→ **PAGE TEXT**
- Born: December 26, 1963 Los Angeles, California, U.S.
- Awards: Early Career Award, AERA; Palmer O. Johnson Memorial Award, AERA; Outstanding Public Communication of Education Research Award, AERA;

Academic background
- Alma mater: University of California, Santa Barbara, BA 1985; University of California, Los Angeles, JD 1988; University of California, Los Angeles, PhD 1997;
- Doctoral advisor: Jeannie Oakes

Academic work
- Discipline: Education policy analysis
- Institutions: National Education Policy Center; University of Colorado Boulder;

= Kevin G. Welner =

Kevin G. Welner (born on December 26, 1963) is professor of education at the University of Colorado Boulder School of Education, where he chairs the Educational Foundations Policy and Practice program area. He co-founded and served as the director of the National Education Policy Center. He has authored or edited 11 books and more than 100 articles and book chapters concerning education policy and law.

==Education and career==
Welner received a B.A. from University of California-Santa Barbara, a J.D. at UCLA School of Law, and a Ph.D. from UCLA Graduate School of Education & Information Studies. During his early career he received a National Academy of Education/Spencer postdoctoral fellowship.

Welner joined the faculty of the University of Colorado Boulder School of Education in 1999 as an assistant professor. He became a professor in 2009, where he serves as a professor of educational foundation policy and practice.

In 2014, Welner co-founded the Schools of Opportunity awards project, which seeks to "highlight public high schools that actively seek to close opportunity gaps."

==Recognition (awards/honors)==

In 2012, Welner was inducted as an American Educational Research Association Fellow. Welner is notable for making technical research documents accessible to the general public, and for participating in public academic debates on education reform issues such as standardized testing and school choice. Other awards and recognitions include:

- Outstanding Public Communication of Education Research Award, American Educational Research Association, 2017
- Early Career Award, American Educational Research Association, 2006
- Palmer O. Johnson Memorial Award, American Educational Research Association, 2005
- Spencer Fellowship conferred by National Academy of Education, 2000

==Views and research==
Welner has studied the public right to education, tracking, school vouchers, school choice, educational equity, and the use of research.

→ **SUPPLIED INFORMATION**
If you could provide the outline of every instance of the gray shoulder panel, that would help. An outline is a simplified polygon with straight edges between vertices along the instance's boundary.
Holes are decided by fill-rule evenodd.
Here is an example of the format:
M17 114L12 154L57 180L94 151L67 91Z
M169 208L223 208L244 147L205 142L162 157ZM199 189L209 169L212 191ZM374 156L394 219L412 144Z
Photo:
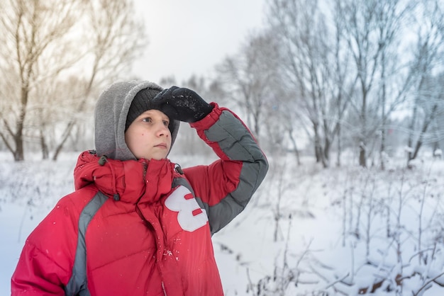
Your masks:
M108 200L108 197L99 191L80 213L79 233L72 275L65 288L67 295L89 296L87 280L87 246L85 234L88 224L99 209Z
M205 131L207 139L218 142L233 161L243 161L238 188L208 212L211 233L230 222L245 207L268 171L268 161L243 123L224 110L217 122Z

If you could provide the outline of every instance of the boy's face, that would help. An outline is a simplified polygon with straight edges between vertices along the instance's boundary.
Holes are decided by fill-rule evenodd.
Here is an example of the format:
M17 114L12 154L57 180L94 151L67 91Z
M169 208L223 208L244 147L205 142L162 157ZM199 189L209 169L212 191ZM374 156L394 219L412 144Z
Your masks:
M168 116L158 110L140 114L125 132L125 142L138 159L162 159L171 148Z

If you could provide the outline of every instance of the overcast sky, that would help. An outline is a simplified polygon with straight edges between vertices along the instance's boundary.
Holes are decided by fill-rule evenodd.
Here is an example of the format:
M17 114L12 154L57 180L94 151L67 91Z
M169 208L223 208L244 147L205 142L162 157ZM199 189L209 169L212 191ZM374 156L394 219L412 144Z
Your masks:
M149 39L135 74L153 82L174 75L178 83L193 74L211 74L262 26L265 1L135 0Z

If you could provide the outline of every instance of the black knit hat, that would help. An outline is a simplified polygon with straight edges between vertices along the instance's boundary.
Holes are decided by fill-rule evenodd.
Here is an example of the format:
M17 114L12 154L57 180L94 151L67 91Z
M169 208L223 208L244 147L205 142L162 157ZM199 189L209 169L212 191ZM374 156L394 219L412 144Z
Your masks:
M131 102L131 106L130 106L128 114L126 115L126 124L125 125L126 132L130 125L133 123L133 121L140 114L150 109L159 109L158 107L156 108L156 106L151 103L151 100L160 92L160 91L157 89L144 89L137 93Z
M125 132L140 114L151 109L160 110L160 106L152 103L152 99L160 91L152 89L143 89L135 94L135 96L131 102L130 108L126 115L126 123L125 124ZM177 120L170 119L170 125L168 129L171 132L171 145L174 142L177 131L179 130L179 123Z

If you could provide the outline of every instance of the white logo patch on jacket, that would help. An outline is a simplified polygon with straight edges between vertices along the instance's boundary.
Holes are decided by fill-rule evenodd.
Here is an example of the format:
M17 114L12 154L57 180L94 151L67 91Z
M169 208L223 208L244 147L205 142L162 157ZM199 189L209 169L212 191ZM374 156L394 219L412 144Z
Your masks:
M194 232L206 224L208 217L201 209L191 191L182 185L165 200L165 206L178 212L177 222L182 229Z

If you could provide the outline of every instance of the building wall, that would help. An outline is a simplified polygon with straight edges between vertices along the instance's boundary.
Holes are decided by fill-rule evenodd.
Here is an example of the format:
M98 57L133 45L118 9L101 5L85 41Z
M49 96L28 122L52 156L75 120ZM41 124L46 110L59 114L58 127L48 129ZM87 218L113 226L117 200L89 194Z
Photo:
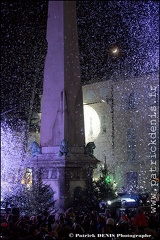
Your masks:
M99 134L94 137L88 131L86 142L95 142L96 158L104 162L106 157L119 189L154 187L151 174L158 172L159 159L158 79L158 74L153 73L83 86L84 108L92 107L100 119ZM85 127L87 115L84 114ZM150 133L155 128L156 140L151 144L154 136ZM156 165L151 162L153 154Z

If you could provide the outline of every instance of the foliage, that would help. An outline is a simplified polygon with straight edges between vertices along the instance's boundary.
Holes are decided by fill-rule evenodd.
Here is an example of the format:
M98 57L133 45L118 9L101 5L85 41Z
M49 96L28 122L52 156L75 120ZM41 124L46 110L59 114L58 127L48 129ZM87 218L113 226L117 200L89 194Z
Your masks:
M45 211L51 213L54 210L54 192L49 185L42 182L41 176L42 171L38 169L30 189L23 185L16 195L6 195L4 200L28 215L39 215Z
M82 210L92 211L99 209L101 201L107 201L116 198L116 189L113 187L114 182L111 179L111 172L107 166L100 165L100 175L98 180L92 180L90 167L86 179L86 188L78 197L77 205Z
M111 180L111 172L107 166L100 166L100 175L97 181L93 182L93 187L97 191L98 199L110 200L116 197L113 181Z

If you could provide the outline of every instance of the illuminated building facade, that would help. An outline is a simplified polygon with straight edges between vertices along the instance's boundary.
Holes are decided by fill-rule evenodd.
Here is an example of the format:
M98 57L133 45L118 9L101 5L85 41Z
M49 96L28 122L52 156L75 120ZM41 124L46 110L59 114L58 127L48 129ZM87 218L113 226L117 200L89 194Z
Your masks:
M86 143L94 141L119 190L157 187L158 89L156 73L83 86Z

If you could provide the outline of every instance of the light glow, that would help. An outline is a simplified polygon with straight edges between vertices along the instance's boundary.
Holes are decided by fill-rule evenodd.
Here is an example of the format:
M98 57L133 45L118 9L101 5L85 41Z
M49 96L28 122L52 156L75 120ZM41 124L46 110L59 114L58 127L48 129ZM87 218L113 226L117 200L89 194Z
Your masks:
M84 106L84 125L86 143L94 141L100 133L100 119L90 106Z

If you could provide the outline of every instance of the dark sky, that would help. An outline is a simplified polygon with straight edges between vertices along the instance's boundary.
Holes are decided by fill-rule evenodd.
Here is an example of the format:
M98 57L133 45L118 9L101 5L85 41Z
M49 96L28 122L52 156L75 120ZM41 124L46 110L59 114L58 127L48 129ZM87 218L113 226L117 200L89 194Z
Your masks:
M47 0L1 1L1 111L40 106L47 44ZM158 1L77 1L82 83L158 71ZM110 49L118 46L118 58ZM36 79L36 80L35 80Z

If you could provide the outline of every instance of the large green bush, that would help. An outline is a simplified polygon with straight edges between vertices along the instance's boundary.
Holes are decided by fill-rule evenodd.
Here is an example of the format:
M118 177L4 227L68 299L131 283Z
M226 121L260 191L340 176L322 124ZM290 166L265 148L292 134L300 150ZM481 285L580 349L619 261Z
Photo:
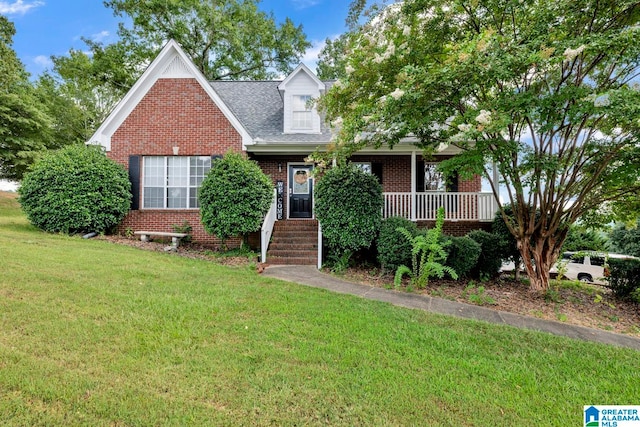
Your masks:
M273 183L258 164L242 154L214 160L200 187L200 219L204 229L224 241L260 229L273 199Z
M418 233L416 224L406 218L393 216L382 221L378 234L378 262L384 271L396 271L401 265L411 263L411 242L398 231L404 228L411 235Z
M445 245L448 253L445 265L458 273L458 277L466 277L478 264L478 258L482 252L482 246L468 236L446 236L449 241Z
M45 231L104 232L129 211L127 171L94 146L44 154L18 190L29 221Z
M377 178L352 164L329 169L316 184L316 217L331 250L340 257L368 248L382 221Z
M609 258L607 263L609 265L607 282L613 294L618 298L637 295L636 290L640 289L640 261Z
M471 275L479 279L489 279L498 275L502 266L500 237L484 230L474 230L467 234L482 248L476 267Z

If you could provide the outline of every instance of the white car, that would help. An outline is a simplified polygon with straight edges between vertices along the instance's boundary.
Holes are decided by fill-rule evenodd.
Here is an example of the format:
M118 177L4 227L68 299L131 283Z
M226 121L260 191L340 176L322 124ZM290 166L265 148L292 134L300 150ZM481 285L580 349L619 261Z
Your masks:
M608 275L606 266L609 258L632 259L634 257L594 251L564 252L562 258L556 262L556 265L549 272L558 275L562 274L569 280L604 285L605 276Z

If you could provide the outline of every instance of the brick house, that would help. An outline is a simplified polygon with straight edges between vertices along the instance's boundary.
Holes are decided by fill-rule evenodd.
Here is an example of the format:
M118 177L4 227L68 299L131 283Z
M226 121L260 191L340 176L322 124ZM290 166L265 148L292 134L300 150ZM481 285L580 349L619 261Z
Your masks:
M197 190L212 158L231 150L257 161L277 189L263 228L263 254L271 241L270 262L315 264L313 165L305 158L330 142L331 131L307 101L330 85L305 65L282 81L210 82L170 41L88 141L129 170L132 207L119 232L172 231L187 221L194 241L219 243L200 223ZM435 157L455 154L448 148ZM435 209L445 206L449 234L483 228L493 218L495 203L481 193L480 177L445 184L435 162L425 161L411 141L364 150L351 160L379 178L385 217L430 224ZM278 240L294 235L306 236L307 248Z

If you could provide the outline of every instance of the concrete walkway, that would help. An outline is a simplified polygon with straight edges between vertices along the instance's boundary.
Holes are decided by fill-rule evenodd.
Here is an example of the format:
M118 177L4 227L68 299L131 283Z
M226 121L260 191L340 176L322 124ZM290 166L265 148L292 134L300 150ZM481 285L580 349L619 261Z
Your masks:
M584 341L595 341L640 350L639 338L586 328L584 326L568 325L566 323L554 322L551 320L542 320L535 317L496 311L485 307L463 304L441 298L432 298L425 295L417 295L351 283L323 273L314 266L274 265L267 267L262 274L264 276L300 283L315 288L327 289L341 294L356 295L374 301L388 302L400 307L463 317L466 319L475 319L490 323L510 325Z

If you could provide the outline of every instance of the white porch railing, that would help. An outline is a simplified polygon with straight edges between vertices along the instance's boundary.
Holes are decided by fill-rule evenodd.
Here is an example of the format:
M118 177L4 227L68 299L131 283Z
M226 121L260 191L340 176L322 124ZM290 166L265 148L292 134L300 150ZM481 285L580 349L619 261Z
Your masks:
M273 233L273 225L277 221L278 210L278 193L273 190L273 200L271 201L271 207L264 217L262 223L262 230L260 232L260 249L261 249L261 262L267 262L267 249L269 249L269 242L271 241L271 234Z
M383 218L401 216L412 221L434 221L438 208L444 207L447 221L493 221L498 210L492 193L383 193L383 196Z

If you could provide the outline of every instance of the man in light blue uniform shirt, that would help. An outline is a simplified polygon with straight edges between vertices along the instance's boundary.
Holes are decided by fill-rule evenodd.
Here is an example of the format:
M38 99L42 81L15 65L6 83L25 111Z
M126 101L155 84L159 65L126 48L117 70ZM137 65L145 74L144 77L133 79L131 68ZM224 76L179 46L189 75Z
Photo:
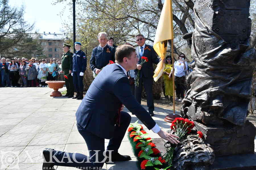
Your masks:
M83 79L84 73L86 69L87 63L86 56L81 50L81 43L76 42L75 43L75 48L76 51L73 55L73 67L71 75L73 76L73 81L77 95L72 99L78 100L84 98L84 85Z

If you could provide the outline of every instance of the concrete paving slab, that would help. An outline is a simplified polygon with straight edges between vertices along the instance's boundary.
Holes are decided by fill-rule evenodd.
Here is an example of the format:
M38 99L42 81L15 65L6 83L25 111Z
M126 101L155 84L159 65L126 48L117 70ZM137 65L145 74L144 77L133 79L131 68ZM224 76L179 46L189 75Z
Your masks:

→ **DIRECTION A**
Which research topics does the Kevin G. Welner biography say he has studied? List each one.
→ **DIRECTION B**
Copy the passage of the Kevin G. Welner biography starting with "- Outstanding Public" and going on through "use of research.".

→ **TASK OUTPUT A**
- The public right to education
- Tracking
- School vouchers
- School choice
- Educational equity
- The use of research

→ **TASK OUTPUT B**
- Outstanding Public Communication of Education Research Award, American Educational Research Association, 2017
- Early Career Award, American Educational Research Association, 2006
- Palmer O. Johnson Memorial Award, American Educational Research Association, 2005
- Spencer Fellowship conferred by National Academy of Education, 2000

==Views and research==
Welner has studied the public right to education, tracking, school vouchers, school choice, educational equity, and the use of research.